DATASET EXTRACT:
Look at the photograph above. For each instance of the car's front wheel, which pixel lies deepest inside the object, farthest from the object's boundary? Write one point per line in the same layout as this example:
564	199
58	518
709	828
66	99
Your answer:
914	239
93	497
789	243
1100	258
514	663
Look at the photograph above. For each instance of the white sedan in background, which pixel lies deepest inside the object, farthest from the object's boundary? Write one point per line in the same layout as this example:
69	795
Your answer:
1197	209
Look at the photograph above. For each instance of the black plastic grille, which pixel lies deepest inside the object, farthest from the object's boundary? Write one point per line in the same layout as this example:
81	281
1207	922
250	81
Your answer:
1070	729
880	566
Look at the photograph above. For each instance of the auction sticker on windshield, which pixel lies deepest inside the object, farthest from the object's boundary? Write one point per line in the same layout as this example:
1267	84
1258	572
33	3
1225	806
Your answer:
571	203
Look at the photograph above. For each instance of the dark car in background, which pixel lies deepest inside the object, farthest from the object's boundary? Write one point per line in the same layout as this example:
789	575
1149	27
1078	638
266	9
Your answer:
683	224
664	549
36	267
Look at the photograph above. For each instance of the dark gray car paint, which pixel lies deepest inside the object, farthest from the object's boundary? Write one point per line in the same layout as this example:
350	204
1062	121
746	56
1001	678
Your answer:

WHAT THIS TASK INVOLVES: Among the lines above, count those that hold the word "dark" and give only the count.

TASK OUTPUT: 2